(EXCERPTED DATA):
========================================================================

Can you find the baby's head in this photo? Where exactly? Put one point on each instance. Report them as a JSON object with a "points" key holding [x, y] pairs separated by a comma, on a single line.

========================================================================

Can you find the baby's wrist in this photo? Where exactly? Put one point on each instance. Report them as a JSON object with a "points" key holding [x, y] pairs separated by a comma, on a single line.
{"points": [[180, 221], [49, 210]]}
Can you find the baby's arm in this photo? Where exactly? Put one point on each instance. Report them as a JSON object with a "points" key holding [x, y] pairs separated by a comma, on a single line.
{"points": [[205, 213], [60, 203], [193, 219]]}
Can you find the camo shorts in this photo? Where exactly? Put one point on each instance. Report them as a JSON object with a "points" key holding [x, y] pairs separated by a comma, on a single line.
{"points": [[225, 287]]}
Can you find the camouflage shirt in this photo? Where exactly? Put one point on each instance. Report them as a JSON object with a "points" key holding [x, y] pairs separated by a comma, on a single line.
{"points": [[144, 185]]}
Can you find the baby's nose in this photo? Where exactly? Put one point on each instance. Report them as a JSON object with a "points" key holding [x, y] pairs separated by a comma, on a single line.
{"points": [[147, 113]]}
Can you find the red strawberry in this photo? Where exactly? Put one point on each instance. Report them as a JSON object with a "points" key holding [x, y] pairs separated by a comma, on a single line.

========================================================================

Return every line of the data above that contains the word "shirt", treating uppercase and lowercase letters as different.

Can you find the camouflage shirt in this photo? Where exactly? Put one point on each instance. Report them as a JSON object with a "points" key holding [x, y] pairs separated by a comma, on a single line.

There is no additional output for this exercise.